> [Requirement]
Write out each record exactly as given, but do not include the pictures.

───── Data excerpts ─────

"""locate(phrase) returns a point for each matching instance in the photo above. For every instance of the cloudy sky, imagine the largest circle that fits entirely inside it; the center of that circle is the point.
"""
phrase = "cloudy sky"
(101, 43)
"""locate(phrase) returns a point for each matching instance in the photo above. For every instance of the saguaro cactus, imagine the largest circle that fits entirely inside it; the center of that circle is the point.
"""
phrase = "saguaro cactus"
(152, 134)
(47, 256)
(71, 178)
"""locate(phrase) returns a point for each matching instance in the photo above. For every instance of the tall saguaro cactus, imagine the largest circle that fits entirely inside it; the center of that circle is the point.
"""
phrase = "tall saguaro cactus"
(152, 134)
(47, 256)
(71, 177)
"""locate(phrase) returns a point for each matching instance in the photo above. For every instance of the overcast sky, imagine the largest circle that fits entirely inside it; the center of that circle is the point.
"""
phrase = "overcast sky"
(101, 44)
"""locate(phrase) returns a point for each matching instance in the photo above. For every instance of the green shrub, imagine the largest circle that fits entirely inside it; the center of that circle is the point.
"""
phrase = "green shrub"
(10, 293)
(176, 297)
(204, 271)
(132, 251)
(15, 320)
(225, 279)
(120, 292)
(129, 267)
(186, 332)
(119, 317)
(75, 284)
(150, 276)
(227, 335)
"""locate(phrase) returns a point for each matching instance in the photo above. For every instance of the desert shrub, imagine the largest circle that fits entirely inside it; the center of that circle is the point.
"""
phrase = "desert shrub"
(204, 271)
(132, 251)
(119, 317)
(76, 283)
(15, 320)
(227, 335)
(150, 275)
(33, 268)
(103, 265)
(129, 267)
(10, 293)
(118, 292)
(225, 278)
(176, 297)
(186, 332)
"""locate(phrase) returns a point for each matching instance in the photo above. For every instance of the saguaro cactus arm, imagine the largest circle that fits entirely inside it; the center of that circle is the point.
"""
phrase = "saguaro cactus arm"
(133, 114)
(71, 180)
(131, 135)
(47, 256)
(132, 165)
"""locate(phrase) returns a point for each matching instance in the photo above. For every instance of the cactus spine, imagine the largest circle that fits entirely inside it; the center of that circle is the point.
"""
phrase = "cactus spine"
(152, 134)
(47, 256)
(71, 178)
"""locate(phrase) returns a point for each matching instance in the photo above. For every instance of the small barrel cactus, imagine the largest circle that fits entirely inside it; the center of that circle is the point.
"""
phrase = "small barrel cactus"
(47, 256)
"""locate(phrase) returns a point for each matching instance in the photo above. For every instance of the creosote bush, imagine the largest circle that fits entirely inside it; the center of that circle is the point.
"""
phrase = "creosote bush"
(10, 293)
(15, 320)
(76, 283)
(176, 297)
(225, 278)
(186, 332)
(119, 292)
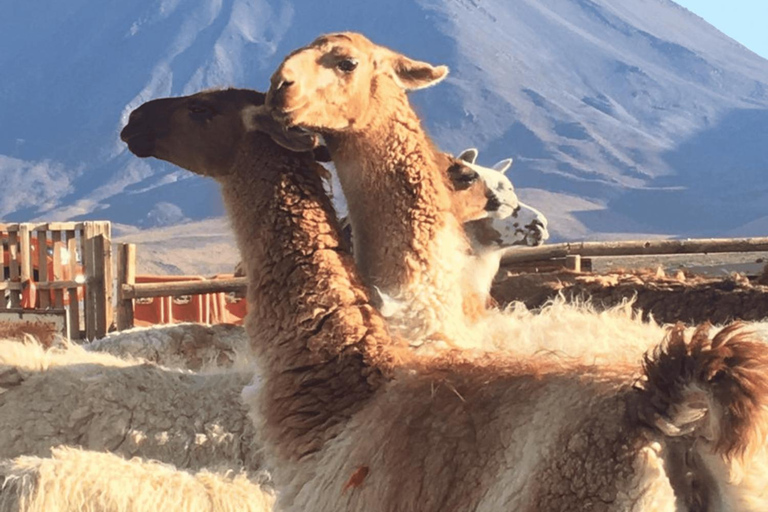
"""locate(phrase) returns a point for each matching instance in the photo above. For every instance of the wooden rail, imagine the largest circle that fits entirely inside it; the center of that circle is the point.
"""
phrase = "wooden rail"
(635, 248)
(129, 290)
(70, 265)
(146, 290)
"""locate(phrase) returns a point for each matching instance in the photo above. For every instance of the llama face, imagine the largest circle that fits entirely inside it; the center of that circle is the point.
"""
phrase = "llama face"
(203, 131)
(511, 221)
(200, 132)
(329, 84)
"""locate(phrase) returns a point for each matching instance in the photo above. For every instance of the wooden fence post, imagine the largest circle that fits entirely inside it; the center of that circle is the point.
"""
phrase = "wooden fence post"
(126, 274)
(101, 284)
(573, 262)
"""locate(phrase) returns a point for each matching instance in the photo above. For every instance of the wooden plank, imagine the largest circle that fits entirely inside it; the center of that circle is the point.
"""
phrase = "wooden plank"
(90, 288)
(636, 247)
(573, 262)
(52, 226)
(109, 299)
(58, 285)
(26, 253)
(13, 266)
(74, 303)
(100, 302)
(26, 265)
(140, 290)
(65, 226)
(44, 299)
(58, 271)
(43, 325)
(126, 275)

─────

> [Written response]
"""locate(phrase) returns a point for each matching instance in the photo above. For every instance of the cloudy sky, imagine the largest circle that fits entirely inside it; the center of that circle is the point.
"""
phrase = "cloudy sky"
(101, 43)
"""locate(phrase) returns a point for each matching instance in the photo above. For every instance of the saguaro cactus, imagine the largest circle that fits entirely inside it; the center of that circle is the point.
"""
phrase = "saguaro cactus"
(152, 134)
(47, 256)
(71, 178)
"""locate(phrase) returns a point for each matching instance in the photo above. For every instance of the tall saguaro cactus, imagine the largest circle that fits entirely inside it; the center of that circle is the point.
"""
phrase = "tall saguaro cactus"
(152, 134)
(47, 256)
(71, 177)
"""locate(phrase) returns a point for each matching instance in the photo above. For every instance of the overcast sky, imagine the largest circle that fits entirely inside it; the center of that circle is the point.
"""
phrase = "overcast sky"
(101, 44)
"""locate(phrase) returns a point for each matching instance in the photo above. For every instance of the green shrub, imagine the largest circle that fits entirely inside it; the center of that circle is the point.
"""
phrase = "green shrub"
(10, 293)
(176, 297)
(204, 271)
(132, 251)
(15, 320)
(225, 279)
(120, 292)
(129, 267)
(186, 332)
(119, 317)
(75, 284)
(150, 276)
(227, 335)
"""locate(phrase) returns a point for each matching instance in the photo above. For every instance of the desert shrub, imagine the largest circle that fits entirely inside it; the center of that circle is the point.
"""
phrase = "desert shrub"
(204, 271)
(132, 251)
(119, 317)
(76, 283)
(15, 320)
(227, 335)
(150, 275)
(33, 268)
(103, 265)
(129, 267)
(10, 293)
(118, 292)
(225, 278)
(176, 297)
(186, 332)
"""locate(phrase) returns a point for each matching instance in the photo above. For every instance of the saguaro cactus arm, imagine the largest circle that fits entirely inside it; the center of that circle is the point.
"""
phrase = "saguaro cactus arm"
(133, 114)
(71, 180)
(131, 135)
(47, 256)
(132, 165)
"""locate(phrase) returns a point for each matching instance in the photo above. For every instance of the cactus spine, imagine the largest circle that fits entirely inside it; the center of that circle is the point.
"""
phrase = "cactus spine"
(152, 134)
(47, 256)
(71, 178)
"""locate(phrase) returns a point for each matching instance in the photo above. For every instance of the small barrel cactus, imagine the largest circle that fits entirely inside it; the center of that circle is the point.
"""
phrase = "small barrel cactus"
(47, 256)
"""locate(phrase) returns a point for each matching instance in the photo above. For every instance of the creosote bush, imagine the largest circle that fits entirely inside it; the center of that circle is the point.
"""
phrase = "creosote bush"
(10, 293)
(15, 320)
(76, 283)
(176, 297)
(225, 278)
(186, 332)
(119, 292)
"""locate(phrase) returns a point for each matching instance in the photo above. For every instance of the wooden rail, imagine the largest circle that fits entirely inside it; the center of that circle is the point.
"""
phrase = "wooden rail"
(635, 248)
(129, 290)
(70, 265)
(146, 290)
"""locate(phrase) returns a point for each matching instance in the photo above. For every instance of the llama face, imagine the largest circle that fits entirely inside it; the center of that circle is the point.
"""
phrase = "llama face"
(203, 131)
(511, 221)
(200, 132)
(329, 84)
"""locate(phrase) returns a point for each matching instance in the photo above. For every instance of the wooden fence post, imagine the largest circle that fits entirely inside it; the center of that circle is the point.
"""
phrase = "wooden fence post"
(126, 274)
(101, 284)
(573, 262)
"""locate(phrase) returns a point for each matching instance in the photo above. For every instance of the wooden plank, imagine the largest circle that fits entirely inside it; the center of that circle is the point.
"""
phrase = "wooden plank"
(90, 288)
(636, 247)
(573, 262)
(52, 226)
(109, 299)
(58, 285)
(26, 253)
(13, 266)
(74, 303)
(100, 302)
(26, 265)
(140, 290)
(65, 226)
(44, 299)
(58, 271)
(43, 325)
(126, 275)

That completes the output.